(Natural language region descriptions)
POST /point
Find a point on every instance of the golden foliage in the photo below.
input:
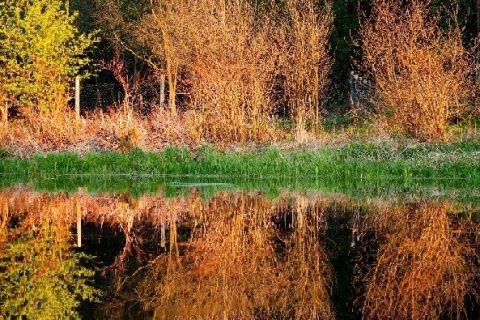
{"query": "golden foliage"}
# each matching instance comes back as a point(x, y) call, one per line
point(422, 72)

==

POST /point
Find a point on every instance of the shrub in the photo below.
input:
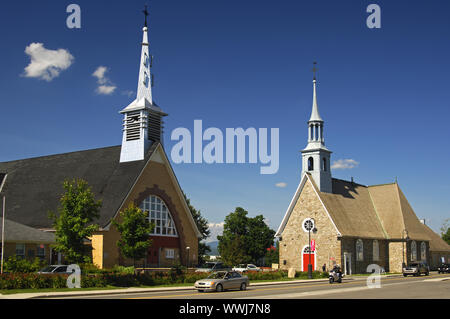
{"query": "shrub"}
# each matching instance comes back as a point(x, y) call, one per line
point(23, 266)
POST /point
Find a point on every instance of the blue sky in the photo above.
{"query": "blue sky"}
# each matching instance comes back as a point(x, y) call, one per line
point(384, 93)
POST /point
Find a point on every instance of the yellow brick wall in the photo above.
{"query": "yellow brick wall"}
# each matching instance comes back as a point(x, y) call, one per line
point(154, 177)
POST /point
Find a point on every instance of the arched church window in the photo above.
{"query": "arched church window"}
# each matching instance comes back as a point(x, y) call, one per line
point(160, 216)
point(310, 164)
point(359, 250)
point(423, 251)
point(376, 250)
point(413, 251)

--

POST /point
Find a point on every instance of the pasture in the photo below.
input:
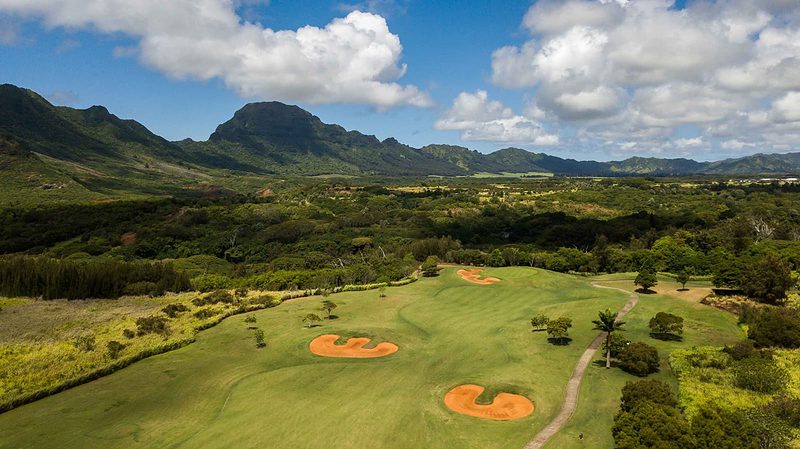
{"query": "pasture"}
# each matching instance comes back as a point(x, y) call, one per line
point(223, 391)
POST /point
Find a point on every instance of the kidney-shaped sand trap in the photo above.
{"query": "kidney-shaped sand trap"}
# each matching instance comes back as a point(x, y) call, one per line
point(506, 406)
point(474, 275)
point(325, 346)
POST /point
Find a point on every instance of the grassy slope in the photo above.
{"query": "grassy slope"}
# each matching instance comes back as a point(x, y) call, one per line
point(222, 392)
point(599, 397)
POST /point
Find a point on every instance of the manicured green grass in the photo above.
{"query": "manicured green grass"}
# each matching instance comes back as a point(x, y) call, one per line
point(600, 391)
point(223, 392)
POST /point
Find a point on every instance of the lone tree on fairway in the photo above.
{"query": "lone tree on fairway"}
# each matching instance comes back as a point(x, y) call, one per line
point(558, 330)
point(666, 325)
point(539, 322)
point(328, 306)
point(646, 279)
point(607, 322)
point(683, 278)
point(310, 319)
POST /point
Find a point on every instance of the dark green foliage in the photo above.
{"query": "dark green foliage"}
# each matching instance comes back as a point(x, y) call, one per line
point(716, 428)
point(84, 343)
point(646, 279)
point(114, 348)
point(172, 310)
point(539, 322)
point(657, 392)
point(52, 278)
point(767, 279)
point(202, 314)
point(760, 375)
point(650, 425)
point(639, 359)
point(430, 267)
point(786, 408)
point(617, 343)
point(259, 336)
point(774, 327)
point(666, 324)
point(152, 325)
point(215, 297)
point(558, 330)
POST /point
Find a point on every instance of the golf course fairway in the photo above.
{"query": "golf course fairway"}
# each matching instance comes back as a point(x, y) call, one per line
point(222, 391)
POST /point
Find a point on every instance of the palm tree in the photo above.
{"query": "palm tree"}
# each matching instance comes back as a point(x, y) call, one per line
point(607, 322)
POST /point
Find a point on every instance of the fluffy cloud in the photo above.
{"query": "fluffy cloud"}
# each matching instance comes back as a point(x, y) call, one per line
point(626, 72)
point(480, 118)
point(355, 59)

*WHAT THE EXERCISE ASKS*.
Which lines of the data contain "arched"? Copy them all.

*OUTPUT OF THE TASK*.
Find a point on every instance of the arched church window in the photo above.
{"query": "arched church window"}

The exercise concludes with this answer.